**GEGEVEN TEKST**
================================

De plotsheid van al die dingen is al onrustwekkend genoeg.

Nee, ik geloof niet in voortekens.


Dat is helaas niet alles



Ik hou van tikkende klokken, groot en klein.

Als kind hield ik al van de tiktak van de slinger van de wandhorloge bij mijn grootouders.
In toen nog tv-loze tijden gaf het een gevoel van rust en zekerheid.
Na iedere tik zou zeker een tak volgen.

En die horloges lieten zich niet opjagen.
De ene tik kwam nooit sneller of trager dan de andere tak met de boodschap “de tijd gaat snel, gebruik hem wel”.

Westminsters, dat was van goede teveel.
De tik en de tak, dat mocht, maar om het kwartier een aanzwellend refrein, dat verveelt na enkele keren en wordt algauw ergerlijk.

Koekoeksklokken, nee.
In vele Vlaamse huiskamers en keukens werd de roep van de koekoek uitgeschakeld.



>Ik moet kunnen werken met een tikkende klok op de achtergrond.

Ik heb al te veel geld uitgegeven aan wandklokken allerhande,
meest op rommelmarkten
want nog alleen daar vindt ge dat.

Aan mijn oude kantoormuren tikken ze enkele maanden of jaren verder om dan voorgoed te zwijgen.


En dan, die akelige stilte


Terug ter zake.

================================

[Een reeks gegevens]
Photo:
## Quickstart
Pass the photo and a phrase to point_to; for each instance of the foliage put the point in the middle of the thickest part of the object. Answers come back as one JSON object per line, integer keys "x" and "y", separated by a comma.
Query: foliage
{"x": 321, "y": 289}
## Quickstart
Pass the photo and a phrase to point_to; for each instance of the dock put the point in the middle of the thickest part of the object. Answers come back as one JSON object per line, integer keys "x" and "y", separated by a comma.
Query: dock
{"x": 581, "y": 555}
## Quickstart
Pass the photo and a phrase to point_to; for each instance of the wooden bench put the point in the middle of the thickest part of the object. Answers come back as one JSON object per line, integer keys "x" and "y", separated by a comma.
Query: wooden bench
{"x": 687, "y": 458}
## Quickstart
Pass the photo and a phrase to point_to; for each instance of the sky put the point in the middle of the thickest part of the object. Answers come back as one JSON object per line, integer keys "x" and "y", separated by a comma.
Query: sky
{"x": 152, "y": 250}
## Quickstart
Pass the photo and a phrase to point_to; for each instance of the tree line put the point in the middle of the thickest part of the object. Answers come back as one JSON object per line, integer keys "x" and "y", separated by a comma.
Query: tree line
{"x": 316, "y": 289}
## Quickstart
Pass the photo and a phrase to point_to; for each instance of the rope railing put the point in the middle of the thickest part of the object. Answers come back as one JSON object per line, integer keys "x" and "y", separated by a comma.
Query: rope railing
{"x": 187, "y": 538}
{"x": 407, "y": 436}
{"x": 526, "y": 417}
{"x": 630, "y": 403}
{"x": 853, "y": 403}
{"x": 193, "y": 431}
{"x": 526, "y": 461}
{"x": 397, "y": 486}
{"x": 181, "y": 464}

================================

**OPDRACHTEN**
- 1) Waar hoorde de verteller in de tekst over tikkende klokken als kind de tiktak van de slinger?
- 2) Stemmen deze uitspraken overeen met de tekst over tikkende klokken? Antwoord per uitspraak met ja of nee en citeer de woorden uit de tekst die de doorslag geven.
(a) De verteller gelooft in voortekens.
(b) In veel Vlaamse huiskamers en keukens werd de roep van de koekoek uitgezet.
(c) De verteller kocht de wandklokken vooral in winkels.
- 3) Schrijf de tekst over tikkende klokken verder vanaf het punt waar die ophoudt.

**ANTWOORDEN**
- 1) Bij de wandhorloge van de grootouders.

- 2)
(a) Nee: "Nee, ik geloof niet in voortekens."
(b) Ja: "In vele Vlaamse huiskamers en keukens werd de roep van de koekoek uitgeschakeld."
(c) Nee: "meest op rommelmarkten"

- 3)
Ik weet niet meer hoe lang die oude wekker op mijn schrijftafel heeft gestaan.
Jaren.
Ooit uit een vuilniscontainer gehaald en gecharmeerd door het zilverkleurig model.

Zo eentje met twee bellen bovenaan met ertussen een hamertje,
grote cijfers en strenge wijzers die al lang geen licht meer gaven.
De klok voor de arbeider.

Wellicht afgedankt omdat de wekker te veel vooruit liep of te veel achterop bleef.
Er was geen regelen meer aan.

Maar wat een krachtige tiktak,
met telkens een na-trillertje als tikkktakkk, tikkktakkk.

Die wekker stond daar, louter voor het geluid.
Niet voor de tijd die nooit klopte.
Hij had één eis: binnen de 24 uur voorzichtig opgewonden worden, zo niet zweeg hij.



Enfin, toen ik vanmorgen op kantoor de wekker opwond
en eventjes afgeleid werd
en daardoor één draai te veel gaf, hoorde ik de fatale krak.

Veer overgedraaid en gebroken.
Akelige stilte.
Ik heb geprobeerd te reanimeren, binnenin.
Helaas.

Waarmee ik plots denk aan een ooit veel gezongen Nederlands lied
over grootvaders klok
die plots stilviel op het moment dat het hart van de oude man het begaf.
Een lied van de Bob Scholte uit 1966, denk ik.


Ik moet nu ergens snel zo’n oude wekker vinden.
Want die stilte maakt me onrustig in tijden van corona.


Nee, ik geloof niet in voortekens.
Alhoewel.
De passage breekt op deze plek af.